Please carry on the passage about producers sharing code through public repositories, picking up right after its final sentence.

- Text extract -
-=-=-

Producers concerned about forwards compatibility of their product among users benefit if they can make changes to, say, the API of their project then simply find all users in the public repository and push changes to them. This would be similar in concept to making a change to GNU Math and pushing the API update through to every user of GNU Math on all of SourceForge. Other people than the producer may also go through and fix such things (wiki-gnoming supported by unit tests?).

Others will tweak for integration, modify, refactor away duplicated efforts (e.g. "yet another implementation of ackermann function" (as a highly contrived example)), etc. If concerned about toes being stepped upon, the producer may choose to keep a private version of the project in a private repository that inherits (in distributed version control fashion) from a public repository. With DVC this allows cherry-picking of changes made to his/her work, and allows pushing of updates he/she makes. If feeling lazy, the producer may simply allow others to pull from his private repository and cherry-pick/push changes to the public one themselves. Maintenance of a private repository is the common case today.

The life of a producer is, thus, no worse than it is today, and is possibly much better... especially so if the library/framework/etc. utilizes other libraries, or if the producer isn't the sort of masochistic genius programmer who has and applies the foresight such that the resulting product is 'perfect'.

-=-=-

- Extracted material -
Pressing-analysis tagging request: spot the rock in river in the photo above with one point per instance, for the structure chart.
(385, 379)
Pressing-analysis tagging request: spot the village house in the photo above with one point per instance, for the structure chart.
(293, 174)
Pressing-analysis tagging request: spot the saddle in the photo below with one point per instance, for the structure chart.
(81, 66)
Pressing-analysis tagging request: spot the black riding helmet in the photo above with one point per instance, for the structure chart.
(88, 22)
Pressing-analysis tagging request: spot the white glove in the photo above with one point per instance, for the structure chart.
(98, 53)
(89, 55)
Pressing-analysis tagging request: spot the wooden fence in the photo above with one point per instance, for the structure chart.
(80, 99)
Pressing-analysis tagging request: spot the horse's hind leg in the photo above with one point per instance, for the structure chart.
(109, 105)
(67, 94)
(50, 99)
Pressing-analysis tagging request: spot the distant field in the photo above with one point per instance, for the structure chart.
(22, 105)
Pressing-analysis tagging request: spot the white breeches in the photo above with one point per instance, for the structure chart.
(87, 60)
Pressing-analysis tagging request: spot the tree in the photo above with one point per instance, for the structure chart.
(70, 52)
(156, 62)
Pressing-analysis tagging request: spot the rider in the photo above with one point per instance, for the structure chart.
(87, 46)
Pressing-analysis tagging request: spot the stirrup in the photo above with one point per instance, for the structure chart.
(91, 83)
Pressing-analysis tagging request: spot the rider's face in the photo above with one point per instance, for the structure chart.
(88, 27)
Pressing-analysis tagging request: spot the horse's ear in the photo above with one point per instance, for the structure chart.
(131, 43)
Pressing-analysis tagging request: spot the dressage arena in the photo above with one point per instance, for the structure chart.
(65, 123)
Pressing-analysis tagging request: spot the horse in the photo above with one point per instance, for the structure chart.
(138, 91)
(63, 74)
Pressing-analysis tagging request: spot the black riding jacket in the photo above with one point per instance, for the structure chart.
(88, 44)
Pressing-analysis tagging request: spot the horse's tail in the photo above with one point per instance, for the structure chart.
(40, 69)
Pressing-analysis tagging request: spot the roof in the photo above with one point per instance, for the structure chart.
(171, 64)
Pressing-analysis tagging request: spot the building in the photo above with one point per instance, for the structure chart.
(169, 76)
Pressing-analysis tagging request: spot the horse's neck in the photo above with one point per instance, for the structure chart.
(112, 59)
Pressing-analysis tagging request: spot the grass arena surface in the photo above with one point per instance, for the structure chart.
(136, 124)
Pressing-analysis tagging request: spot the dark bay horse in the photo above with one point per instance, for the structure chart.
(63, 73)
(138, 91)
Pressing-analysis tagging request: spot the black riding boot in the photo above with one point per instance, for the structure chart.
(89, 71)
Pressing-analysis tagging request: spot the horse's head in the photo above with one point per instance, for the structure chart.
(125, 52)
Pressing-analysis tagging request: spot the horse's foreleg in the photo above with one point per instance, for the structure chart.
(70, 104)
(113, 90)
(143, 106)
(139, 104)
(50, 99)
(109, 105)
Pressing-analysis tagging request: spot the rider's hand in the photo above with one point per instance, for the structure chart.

-=-=-

- Result below -
As a producer, I would be more willing to have my code modified or references to external code added if the language provides whole-program and partial-evaluation optimizations such that tweaks like adding parameters to functions doesn't bloat the code for fixed parameters, and referencing other pages doesn't introduce need for more separately compiled components. (The benefits associated with separate compilation can readily be achieved by other vectors.) I'm also less likely to have problems if such changes can be guaranteed to not introduce concurrency (deadlock, safety) and security concerns.

3) collaborator - actively communicating programmers aiming to achieve a product that resolves cross-cutting concerns. Example products would be a robot command+control protocol, or a graphics library, or a common scene graph system for a virtual world interconnect. We can presume collaborators include consumers who each have motivations pushing for certain changes or additions, along with producers who actually know enough to really make the changes but lack the resources to try all of them.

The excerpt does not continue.